START RECORDS TO PROCESS

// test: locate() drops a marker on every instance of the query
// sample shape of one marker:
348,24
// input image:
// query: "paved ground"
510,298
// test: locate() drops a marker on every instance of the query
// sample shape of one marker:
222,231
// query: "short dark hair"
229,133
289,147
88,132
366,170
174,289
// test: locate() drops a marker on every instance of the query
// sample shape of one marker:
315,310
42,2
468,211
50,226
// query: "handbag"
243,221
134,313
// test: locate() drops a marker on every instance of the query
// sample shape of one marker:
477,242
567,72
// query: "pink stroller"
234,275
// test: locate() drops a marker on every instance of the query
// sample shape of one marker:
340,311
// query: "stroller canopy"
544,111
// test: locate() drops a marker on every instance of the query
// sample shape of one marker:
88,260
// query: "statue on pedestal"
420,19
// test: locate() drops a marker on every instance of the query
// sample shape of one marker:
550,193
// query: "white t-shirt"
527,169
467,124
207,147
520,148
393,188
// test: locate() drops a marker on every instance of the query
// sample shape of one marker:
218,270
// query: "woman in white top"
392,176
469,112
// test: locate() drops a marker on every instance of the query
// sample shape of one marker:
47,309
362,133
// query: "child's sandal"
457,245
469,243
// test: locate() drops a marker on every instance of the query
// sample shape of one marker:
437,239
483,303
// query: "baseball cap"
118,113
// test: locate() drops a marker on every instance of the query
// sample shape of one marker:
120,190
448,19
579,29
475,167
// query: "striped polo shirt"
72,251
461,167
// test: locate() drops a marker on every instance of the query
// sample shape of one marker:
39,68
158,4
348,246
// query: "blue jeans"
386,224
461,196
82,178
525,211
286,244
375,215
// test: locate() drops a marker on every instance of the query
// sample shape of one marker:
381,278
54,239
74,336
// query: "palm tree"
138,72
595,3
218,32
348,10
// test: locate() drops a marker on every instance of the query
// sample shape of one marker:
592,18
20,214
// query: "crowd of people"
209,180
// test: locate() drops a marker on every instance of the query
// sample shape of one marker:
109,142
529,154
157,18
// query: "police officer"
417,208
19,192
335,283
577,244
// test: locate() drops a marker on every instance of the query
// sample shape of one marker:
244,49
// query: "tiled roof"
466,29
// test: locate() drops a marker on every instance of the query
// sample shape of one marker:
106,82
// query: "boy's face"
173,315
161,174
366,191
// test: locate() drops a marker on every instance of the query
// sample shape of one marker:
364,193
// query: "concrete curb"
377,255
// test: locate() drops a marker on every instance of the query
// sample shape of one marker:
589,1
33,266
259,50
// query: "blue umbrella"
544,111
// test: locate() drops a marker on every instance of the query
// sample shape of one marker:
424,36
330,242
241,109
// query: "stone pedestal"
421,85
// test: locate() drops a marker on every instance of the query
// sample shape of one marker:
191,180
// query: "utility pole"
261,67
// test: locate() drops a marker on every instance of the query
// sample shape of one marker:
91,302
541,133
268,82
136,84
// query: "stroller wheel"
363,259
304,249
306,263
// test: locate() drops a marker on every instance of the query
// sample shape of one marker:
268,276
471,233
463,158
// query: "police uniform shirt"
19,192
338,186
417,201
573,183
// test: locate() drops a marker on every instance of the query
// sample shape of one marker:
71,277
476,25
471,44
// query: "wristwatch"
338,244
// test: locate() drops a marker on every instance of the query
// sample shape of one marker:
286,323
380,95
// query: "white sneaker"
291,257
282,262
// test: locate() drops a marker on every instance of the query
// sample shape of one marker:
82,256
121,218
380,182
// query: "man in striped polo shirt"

END RECORDS TO PROCESS

Please repeat the material above, word for word and in full.

§ **RESPONSE AREA**:
// test: locate() drops a marker on every instance of the query
// sample shape of one marker:
348,24
// input image:
// query: "paved ground"
510,298
// test: locate() drops a marker on every instance of the query
// sample shape of one marker:
222,231
// query: "short dark hair"
229,133
289,147
88,132
366,170
174,289
// test: locate() drops a marker on every instance of the query
// sample shape of one marker:
315,310
42,2
468,211
50,226
// query: "handbag"
243,221
134,313
// test: locate() drops a marker on every instance of the query
// sample shape of one marker:
477,242
567,72
// query: "pink stroller"
234,275
// test: locate() drops a marker on every instance of the query
// sample shape of one marker:
340,311
// query: "stroller canopy"
544,111
// test: locate() drops a marker on every instance of the query
// sample shape of one marker:
88,260
// query: "statue on pedestal"
420,19
// test: locate() drops a marker on every instance of the query
// sample shape of one marker:
550,193
// query: "white t-shirt"
527,169
467,124
207,147
520,148
393,188
// test: locate() drops a marker on every instance of the query
// sample shape of one marker:
218,270
// query: "woman in white top"
392,176
469,112
// test: locate() drops a marker on every instance of the query
// sample shape of one marker:
47,309
362,133
// query: "child's sandal"
457,245
469,243
// test: locate() drops a marker on every instance of the query
// sample shape of one marker:
437,239
483,303
// query: "baseball cap"
118,113
// test: locate() drops a marker on every instance of the query
// sample shape of one marker:
120,190
448,19
579,29
475,167
// query: "striped polo shirt"
72,251
461,167
// test: locate() drops a marker on every instance of the query
// sample shape of one marker:
39,68
158,4
348,246
// query: "blue jeans"
386,224
461,196
82,178
525,211
286,244
375,215
// test: locate() drops a marker on every instance of the query
// sample shape of one marker:
381,278
54,239
74,336
// query: "palm tree"
138,72
595,3
218,32
348,10
// test: locate() drops a marker on every instance of the query
// sample shape of one marker:
592,18
20,214
// query: "crowd of people"
209,180
// test: locate() drops a marker on every instance of the query
// sample shape of one marker:
109,142
529,154
157,18
// query: "police officer"
417,208
19,192
335,283
577,244
// test: locate() drops a marker on every instance of the query
// sample shape of one marker:
244,49
// query: "tiled roof"
466,29
// test: locate() drops a marker on every instance of the query
// sample shape of one marker:
106,82
// query: "boy's face"
173,315
161,174
366,191
// test: locate() drops a marker on every instance of the query
// sample shape of one marker:
364,193
// query: "concrete curb"
377,255
// test: locate() drops a marker on every instance of the query
// sample shape of one marker:
589,1
33,266
259,50
// query: "blue umbrella"
544,111
// test: locate() drops a marker on every instance of the query
// sample shape of one marker:
424,36
330,242
241,109
// query: "stone pedestal"
421,85
// test: locate() drops a marker on every instance of the query
// sample shape of one marker:
191,180
// query: "utility pole"
261,67
// test: locate() drops a marker on every instance of the query
// sample shape of one marker:
91,302
541,133
268,82
136,84
// query: "stroller wheel"
363,259
304,249
306,263
// test: locate() drops a marker on every instance of the query
// sample shape of one marker:
268,276
471,233
463,158
// query: "police uniform shirt"
19,192
338,186
417,201
573,183
// test: locate() drops a marker on every instance of the query
// sample shape of one marker:
71,277
476,25
471,44
// query: "wristwatch"
338,244
// test: locate() drops a marker on every instance of the query
// sample shape of one marker:
286,323
380,95
// query: "white sneaker"
291,257
282,262
// test: locate() drops a marker on every instance of the query
// sample shape of one marker:
82,256
121,218
380,182
// query: "man in striped polo shirt"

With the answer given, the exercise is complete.